(Excerpt from a dataset)
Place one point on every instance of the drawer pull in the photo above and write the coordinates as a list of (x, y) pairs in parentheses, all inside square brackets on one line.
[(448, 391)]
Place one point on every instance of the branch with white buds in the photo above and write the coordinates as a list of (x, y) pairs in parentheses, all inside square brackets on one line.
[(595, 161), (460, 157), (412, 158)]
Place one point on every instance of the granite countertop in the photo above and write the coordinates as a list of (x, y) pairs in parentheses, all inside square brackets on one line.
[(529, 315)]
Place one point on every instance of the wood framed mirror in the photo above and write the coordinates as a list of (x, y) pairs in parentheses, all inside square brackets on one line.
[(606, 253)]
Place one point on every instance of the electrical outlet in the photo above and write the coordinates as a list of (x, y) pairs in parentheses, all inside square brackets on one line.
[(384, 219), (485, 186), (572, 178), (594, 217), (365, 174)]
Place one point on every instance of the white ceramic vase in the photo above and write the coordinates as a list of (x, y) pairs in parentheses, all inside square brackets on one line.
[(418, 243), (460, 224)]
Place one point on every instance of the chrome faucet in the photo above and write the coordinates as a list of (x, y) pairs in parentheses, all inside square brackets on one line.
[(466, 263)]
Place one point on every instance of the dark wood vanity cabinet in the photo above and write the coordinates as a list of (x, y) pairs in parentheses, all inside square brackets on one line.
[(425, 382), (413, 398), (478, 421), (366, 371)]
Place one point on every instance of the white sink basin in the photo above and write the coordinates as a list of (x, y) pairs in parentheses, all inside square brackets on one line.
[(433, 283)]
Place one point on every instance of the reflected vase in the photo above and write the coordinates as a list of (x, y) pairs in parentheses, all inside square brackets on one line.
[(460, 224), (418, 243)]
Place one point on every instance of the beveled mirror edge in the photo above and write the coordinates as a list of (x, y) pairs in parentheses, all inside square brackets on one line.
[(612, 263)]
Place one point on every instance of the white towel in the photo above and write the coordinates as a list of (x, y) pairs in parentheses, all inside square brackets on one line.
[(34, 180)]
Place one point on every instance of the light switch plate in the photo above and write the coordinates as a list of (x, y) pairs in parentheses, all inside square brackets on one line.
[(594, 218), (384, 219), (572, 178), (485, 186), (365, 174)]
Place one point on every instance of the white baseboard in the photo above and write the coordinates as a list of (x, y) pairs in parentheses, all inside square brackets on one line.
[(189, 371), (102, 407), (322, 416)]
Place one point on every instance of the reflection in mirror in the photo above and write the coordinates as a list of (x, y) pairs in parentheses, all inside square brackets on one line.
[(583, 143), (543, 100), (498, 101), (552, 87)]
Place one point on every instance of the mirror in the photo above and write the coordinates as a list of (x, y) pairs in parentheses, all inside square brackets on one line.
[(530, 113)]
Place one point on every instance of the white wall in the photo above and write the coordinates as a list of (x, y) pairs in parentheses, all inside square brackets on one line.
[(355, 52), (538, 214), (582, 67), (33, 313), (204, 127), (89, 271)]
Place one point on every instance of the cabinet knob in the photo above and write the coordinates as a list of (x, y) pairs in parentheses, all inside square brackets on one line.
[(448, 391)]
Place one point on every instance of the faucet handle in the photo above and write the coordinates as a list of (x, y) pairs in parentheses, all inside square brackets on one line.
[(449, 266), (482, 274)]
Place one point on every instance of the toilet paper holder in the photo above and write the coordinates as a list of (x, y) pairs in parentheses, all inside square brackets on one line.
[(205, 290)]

==

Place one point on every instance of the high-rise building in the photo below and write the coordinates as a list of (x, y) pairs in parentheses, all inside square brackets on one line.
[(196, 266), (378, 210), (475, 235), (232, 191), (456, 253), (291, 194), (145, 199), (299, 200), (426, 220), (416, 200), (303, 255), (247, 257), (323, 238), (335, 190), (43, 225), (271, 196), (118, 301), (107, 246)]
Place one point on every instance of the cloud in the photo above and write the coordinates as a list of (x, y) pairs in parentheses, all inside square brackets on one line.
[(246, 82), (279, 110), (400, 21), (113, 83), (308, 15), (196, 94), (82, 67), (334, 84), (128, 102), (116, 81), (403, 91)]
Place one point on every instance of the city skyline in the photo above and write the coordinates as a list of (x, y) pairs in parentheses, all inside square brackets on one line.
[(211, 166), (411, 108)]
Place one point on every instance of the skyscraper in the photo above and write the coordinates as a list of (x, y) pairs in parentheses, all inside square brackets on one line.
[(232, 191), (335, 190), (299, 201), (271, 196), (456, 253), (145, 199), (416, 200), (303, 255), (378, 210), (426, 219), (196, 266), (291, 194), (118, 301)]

* Do this
From the listing above, copy out every line that contains the word "building".

* Worked solution
Place one point on every instance of the high-rise building in the photo below and write the coordinates as a list of (x, y) pairs in parentheses, all inside square brackets on one line.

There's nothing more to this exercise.